§ Directions: Count the lines in the data below that contain the word "positive", and reply with only that number.
Task material below:
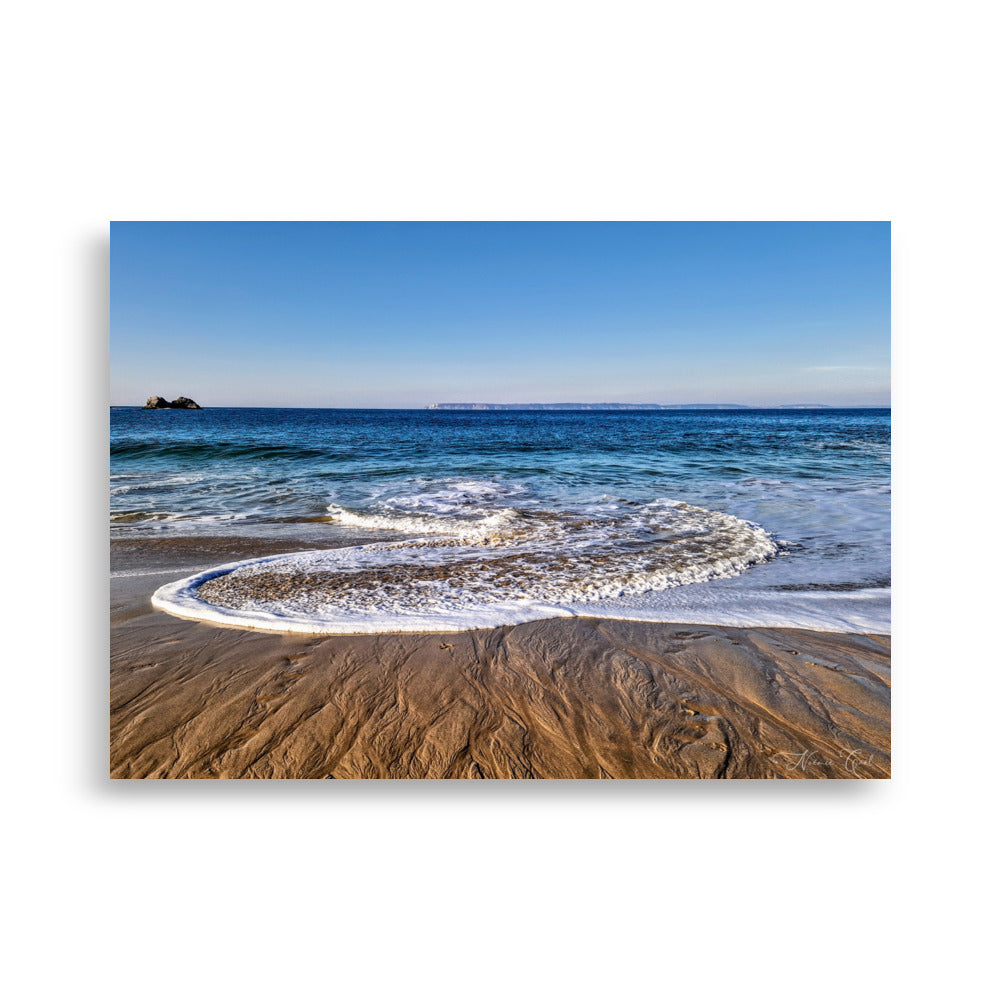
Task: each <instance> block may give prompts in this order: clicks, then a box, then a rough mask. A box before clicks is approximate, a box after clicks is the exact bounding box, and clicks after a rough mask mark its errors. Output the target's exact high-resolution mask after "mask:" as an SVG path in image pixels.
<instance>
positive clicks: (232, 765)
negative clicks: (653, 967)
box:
End of Task material.
Task material below:
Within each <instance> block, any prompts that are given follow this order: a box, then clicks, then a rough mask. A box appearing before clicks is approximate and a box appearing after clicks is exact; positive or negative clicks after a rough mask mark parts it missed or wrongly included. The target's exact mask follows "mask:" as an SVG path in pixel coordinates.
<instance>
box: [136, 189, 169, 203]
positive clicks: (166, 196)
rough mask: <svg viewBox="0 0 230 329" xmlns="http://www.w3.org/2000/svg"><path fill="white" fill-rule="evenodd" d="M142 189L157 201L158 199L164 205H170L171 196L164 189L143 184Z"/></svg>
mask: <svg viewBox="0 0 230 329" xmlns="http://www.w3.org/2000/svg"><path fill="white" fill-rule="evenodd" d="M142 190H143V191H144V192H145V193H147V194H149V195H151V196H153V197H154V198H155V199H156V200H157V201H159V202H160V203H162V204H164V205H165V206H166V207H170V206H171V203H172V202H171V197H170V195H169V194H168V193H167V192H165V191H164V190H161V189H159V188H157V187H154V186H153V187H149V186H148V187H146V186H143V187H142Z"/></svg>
End of Task material.
§ Answer to this problem: 3